From the Publisher/Arnold G. York
I’ve been following the fate of Terri Schiavo, watching it swing back and forth, from the courts to the Congress to the president and back again; secure in the knowledge that this was never going to happen to me. After all, Karen and I had signed all the necessary documentation-no resuscitation, no heroic measures, all that kind of stuff. I mean, when it’s your time, it’s your time. Right?
Right, except I keep getting this persistent nightmare that I am lying in bed, unable to move or speak, kind of staring at the ceiling tiles when this cheery nurse comes bounding into my room and says, “Good morning Arnie, I’ve got exciting news for you. Today we’re going to pull the plug.” According to everything I signed, you could assume that my reaction would be, “What a wonderful idea.” However, until that day comes, who actually knows. It just might be the opposite. It could be, “Let’s not rush into this thing. Let’s sleep on it because we can always pull the plug tomorrow.”

-- -- --

> **What you are asked to do**
Reproduce the publisher's column word for word, from "From the Publisher/Arnold" up to and including "your time. Right?".

[Source data]
-- -- --

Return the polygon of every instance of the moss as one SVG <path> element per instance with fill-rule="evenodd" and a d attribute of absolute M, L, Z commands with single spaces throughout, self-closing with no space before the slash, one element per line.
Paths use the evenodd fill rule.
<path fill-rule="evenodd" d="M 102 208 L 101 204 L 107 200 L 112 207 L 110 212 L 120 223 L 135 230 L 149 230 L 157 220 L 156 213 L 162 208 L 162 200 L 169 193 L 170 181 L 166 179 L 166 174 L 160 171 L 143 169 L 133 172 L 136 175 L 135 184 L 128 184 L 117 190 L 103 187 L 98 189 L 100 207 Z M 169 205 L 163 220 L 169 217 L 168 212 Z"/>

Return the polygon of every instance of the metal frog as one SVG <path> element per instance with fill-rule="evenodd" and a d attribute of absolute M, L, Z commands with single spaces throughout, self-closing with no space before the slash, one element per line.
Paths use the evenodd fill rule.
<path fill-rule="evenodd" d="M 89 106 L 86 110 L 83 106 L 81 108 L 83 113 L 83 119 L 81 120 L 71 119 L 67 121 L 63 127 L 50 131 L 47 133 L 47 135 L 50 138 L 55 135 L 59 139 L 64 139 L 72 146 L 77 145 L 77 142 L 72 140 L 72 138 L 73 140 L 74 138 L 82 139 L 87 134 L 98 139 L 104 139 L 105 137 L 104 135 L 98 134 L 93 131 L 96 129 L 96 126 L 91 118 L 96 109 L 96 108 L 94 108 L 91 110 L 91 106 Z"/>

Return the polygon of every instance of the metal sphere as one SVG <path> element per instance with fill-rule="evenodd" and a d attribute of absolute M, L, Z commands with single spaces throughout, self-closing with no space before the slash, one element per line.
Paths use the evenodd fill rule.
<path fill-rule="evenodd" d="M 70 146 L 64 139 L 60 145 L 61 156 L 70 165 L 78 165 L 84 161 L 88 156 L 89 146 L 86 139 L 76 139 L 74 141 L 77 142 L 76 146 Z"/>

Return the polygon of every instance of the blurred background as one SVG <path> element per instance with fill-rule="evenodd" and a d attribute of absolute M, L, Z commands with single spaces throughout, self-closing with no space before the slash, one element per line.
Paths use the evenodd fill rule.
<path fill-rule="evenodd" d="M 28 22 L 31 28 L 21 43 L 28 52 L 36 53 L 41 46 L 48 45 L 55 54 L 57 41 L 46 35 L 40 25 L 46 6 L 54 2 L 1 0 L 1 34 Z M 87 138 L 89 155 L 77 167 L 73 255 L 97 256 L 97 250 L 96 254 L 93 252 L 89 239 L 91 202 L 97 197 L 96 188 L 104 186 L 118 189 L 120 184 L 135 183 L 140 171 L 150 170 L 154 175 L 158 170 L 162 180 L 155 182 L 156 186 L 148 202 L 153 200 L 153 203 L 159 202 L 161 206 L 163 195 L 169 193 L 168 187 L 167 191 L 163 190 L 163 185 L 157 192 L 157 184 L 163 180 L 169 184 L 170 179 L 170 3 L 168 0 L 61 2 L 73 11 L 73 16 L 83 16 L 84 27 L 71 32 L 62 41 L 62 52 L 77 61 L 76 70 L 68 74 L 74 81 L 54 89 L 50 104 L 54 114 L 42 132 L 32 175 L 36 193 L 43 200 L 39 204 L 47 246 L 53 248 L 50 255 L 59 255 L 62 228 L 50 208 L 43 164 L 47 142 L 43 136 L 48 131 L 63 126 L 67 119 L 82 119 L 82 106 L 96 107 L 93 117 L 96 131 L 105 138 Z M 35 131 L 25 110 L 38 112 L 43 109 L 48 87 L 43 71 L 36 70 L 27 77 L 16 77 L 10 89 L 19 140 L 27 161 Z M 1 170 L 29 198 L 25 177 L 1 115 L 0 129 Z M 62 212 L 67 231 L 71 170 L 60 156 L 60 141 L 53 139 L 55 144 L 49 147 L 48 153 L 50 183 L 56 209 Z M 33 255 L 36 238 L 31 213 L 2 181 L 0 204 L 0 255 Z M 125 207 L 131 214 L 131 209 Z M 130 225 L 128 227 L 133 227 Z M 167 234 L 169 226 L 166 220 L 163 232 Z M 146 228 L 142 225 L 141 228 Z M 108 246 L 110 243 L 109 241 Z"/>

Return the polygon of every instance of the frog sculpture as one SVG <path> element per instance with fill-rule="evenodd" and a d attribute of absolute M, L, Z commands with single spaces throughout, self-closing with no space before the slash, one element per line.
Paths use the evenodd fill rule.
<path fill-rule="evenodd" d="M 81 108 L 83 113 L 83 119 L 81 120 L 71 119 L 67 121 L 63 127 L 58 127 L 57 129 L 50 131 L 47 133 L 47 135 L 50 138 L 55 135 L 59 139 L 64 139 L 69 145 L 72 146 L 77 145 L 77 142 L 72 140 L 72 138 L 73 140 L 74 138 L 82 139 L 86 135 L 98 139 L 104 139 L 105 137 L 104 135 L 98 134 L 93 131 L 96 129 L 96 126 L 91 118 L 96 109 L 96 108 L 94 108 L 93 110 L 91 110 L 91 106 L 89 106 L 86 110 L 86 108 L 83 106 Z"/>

-- -- --

> **Output of the task**
From the Publisher/Arnold G. York
I’ve been following the fate of Terri Schiavo, watching it swing back and forth, from the courts to the Congress to the president and back again; secure in the knowledge that this was never going to happen to me. After all, Karen and I had signed all the necessary documentation-no resuscitation, no heroic measures, all that kind of stuff. I mean, when it’s your time, it’s your time. Right?